**Region pointing data:**
□ □ □ □ □ □ □
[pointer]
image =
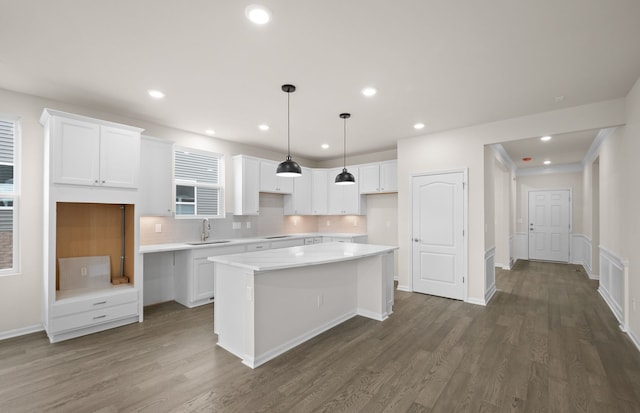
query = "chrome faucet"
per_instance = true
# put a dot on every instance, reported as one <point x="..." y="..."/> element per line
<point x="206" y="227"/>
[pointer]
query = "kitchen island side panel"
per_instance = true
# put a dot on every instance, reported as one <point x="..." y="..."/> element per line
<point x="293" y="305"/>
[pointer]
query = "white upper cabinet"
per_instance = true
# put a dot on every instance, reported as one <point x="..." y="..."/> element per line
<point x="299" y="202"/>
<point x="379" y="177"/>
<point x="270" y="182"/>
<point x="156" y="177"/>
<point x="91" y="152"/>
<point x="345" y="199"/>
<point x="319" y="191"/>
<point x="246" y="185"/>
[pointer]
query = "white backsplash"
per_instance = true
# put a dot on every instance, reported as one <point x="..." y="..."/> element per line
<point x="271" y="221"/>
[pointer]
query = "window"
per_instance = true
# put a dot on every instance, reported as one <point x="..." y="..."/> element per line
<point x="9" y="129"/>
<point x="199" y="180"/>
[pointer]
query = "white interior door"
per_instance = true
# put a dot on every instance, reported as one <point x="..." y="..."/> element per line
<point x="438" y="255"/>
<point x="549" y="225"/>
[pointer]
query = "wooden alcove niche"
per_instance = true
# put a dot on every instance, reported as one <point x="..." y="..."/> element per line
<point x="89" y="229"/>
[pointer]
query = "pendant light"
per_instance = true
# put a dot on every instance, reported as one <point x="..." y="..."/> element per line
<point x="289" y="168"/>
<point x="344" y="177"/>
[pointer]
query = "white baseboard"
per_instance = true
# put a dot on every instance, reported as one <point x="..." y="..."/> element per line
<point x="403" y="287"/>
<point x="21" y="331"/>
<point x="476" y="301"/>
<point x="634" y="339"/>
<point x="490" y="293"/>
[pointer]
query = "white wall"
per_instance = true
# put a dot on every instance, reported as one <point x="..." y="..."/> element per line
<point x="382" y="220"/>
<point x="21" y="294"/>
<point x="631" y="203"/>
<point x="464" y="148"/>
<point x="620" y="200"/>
□ □ □ □ □ □ □
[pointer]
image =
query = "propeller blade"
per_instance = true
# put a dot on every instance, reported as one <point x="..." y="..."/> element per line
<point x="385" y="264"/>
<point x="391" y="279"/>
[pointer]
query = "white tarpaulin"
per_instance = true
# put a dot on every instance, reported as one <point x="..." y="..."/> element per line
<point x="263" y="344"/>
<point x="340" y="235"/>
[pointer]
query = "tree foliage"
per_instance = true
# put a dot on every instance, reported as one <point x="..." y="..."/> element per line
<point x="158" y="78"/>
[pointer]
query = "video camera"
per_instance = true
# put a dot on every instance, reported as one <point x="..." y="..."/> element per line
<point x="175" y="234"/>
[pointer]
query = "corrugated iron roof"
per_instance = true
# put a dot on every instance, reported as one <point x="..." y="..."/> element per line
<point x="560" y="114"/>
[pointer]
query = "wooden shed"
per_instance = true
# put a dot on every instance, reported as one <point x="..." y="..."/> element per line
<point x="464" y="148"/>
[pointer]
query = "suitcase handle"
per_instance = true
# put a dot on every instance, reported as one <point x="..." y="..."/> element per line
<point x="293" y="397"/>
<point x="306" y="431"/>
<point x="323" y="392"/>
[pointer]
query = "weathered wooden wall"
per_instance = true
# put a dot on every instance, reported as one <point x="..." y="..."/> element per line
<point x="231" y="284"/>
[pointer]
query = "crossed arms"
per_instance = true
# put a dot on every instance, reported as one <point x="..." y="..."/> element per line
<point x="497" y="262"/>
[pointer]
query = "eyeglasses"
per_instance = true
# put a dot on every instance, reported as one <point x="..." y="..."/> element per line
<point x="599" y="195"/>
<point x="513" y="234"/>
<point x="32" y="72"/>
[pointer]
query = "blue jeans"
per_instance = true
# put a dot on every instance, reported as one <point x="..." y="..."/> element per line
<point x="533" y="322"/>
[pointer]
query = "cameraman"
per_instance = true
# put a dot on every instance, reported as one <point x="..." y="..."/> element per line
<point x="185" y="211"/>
□ □ □ □ □ □ □
**TASK INSTRUCTIONS:** Show the lines in the entries above that include the string "wall".

**RESPONSE TO THE EXERCISE:**
query = "white wall"
query = "weathered wooden wall"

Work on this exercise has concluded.